++++ Document segment ++++

For this conceptual example, let's return to bank accounts from the first tutorial. It may have fields like owner, balance, and interest rate. These properties define the bank account, offering the information needed for each bank account to function. It may have methods like withdraw, deposit, and give_interest. If we make a BankAccount class, you might have a bank account and I might have a bank account. Each individual bank account is said to be an "instance" of the BankAccount class and each one would have its own owner, balance, and interest rate.

We will make our own class in just a moment but, to learn more about classes, see A Byte of Python.

Sketch

Let's start by making a sketch. 
import sketchingpy
import time

WIDTH = 500  # pixels
HEIGHT = 400  # pixels

sketch = sketchingpy.Sketch2D(WIDTH, HEIGHT)
Here, Sketch2D is a class and sketch is an instance.
About comments and constants

The # refers to a comment as we might have seen in prior example code (anything on the line of code after # is ignored by the computer). We also see some variables in all caps. We call these constants and, by putting it in all caps, we signal to other developers that the value of these variables should not change over time

Defining a Ball

Let's make our first class. Our ball will have an x and y position on screen. This ball will also be in motion. We will define that movement through velocity as pixels per second in the x and y direction. One important method is called "__init__" which is called when an instance is first made.

++++ Dataset excerpts ++++

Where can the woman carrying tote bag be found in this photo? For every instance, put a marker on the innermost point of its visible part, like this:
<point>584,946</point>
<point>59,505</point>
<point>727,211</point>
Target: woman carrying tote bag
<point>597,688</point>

++++

Exercises -
A – According to the classes tutorial, which method is called when an instance is first made?
B – Output the passage of the classes tutorial starting at "import sketchingpy" and ending at "is an instance.".

Written responses -
A – The "__init__" method.

B –
import sketchingpy
import time

WIDTH = 500  # pixels
HEIGHT = 400  # pixels

sketch = sketchingpy.Sketch2D(WIDTH, HEIGHT)
Here, Sketch2D is a class and sketch is an instance.